TEXT SECTION:
>> begin
Radio signals from millisecond pulsars originate far beyond their magnetic poles, study finds

or decades, the assumption was straightforward: pulsars emit their radio signals from close to the magnetic poles, near the surface of the star. A new study published in Monthly Notices of the Royal Astronomical Society has broken that consensus wide open. A team of German and Australian astronomers analyzed nearly 200 millisecond pulsars and found that many of them broadcast radio waves from regions far beyond where anyone expected — and that those signals align with gamma-ray flashes detected by NASA’s Fermi satellite.

Millisecond pulsars: cosmic clocks hiding a secret

Pulsars are the ultra-dense, rapidly rotating remnants left behind when massive stars die in supernova explosions. They emit beams of radio waves and sometimes gamma rays, sweeping across the sky like cosmic lighthouses. A special subclass — millisecond pulsars — spins hundreds of times per second and ranks among the most precise natural clocks known to science.

Until now, the dominant view held that the radio emission from these objects originates in a narrow zone near the magnetic poles, close to the stellar surface. A new analysis by Michael Kramer (Max Planck Institute for Radio Astronomy, MPIfR, Germany) and Simon Johnston (CSIRO, Australia) challenges that picture at its foundation.

An unexpected pattern in the data

Working through a large dataset of radio observations and cross-referencing them with gamma-ray data, Kramer and Johnston identified a striking pattern: roughly one-third of millisecond pulsars show radio signals arriving from two or more completely separate regions, with emission-free gaps in between. In slower-spinning pulsars, this behavior appears in only about 3% of cases.

The coincidence with gamma-ray emission made the finding even more significant. Many of the isolated radio pulses line up precisely with gamma-ray flashes detected by Fermi — a correlation that strongly suggests both types of radiation originate from the same extreme region of space.

Beyond the light cylinder

To account for these observations, the authors propose that millisecond pulsars generate radio waves in two distinct locations. One is close to the magnetic poles, consistent with the traditional model. The other is in a turbulent structure known as the current sheet, located just beyond what physicists call the light cylinder.

The light cylinder marks the boundary at which co-rotating magnetic field lines would need to travel at the speed of light to keep pace with the star’s rotation. Beyond that boundary, the magnetic geometry breaks down into a swirling sheet of charged particles — a region already known to produce gamma rays. The new finding suggests this same region also generates radio emission.
>> end
AIM:
According to the pulsar article, what share of millisecond pulsars show radio signals coming from two or more separate regions?

RECORDED INFORMATION:
>> begin
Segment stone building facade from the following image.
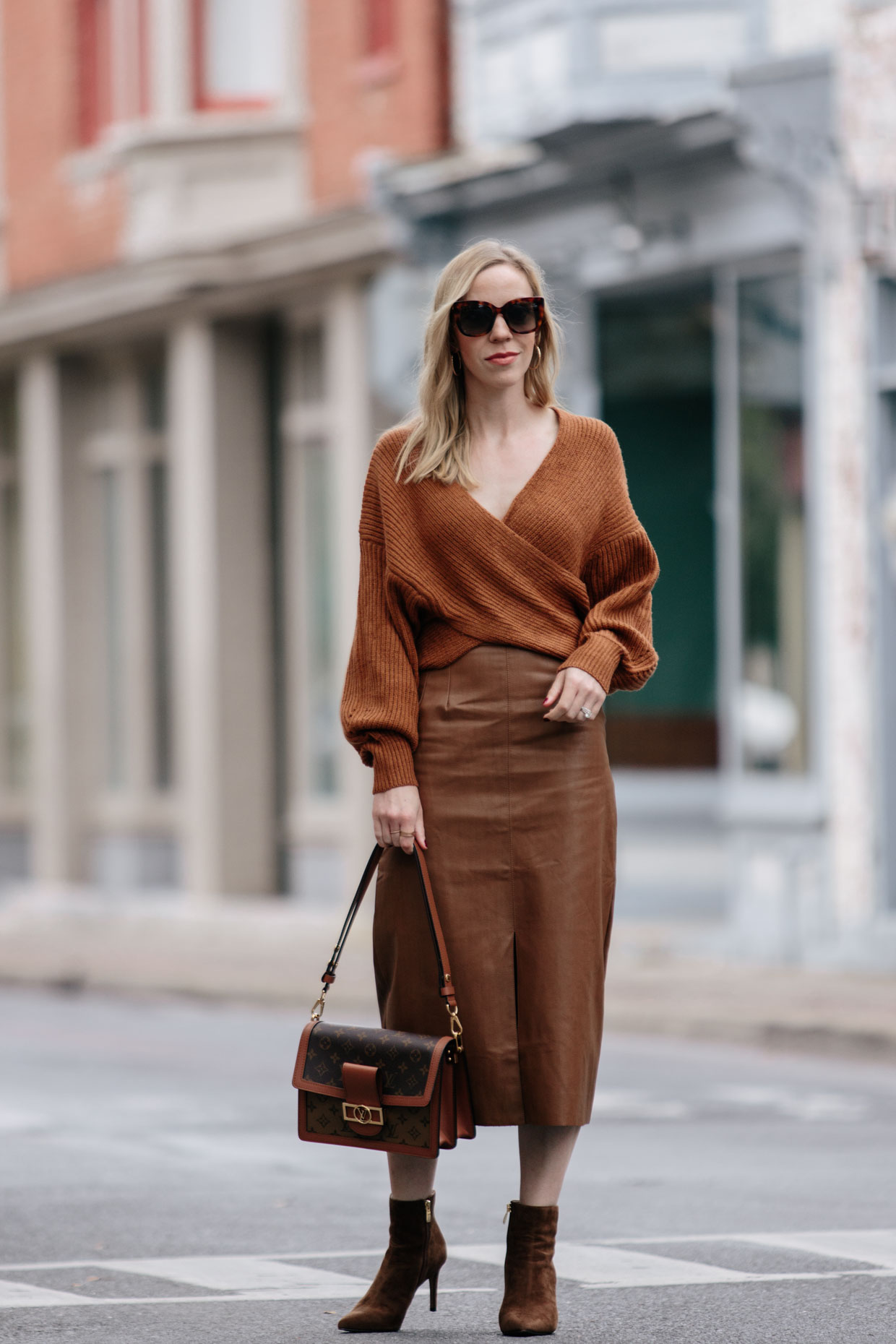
>> end
>> begin
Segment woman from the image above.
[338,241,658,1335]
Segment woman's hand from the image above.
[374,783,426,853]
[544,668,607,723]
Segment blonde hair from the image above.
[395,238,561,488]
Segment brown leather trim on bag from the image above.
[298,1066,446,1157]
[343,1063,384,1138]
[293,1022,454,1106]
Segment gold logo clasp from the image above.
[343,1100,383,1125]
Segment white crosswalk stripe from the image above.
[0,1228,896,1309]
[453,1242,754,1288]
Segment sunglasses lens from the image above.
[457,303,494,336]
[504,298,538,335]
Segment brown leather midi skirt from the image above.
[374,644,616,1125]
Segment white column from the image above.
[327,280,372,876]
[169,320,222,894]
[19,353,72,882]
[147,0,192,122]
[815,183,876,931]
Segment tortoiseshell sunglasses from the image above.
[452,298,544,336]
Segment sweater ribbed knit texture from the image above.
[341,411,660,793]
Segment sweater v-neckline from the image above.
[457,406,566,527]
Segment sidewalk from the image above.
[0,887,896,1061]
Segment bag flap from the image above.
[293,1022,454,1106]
>> end
EXERCISE OUTPUT:
Roughly one-third of them.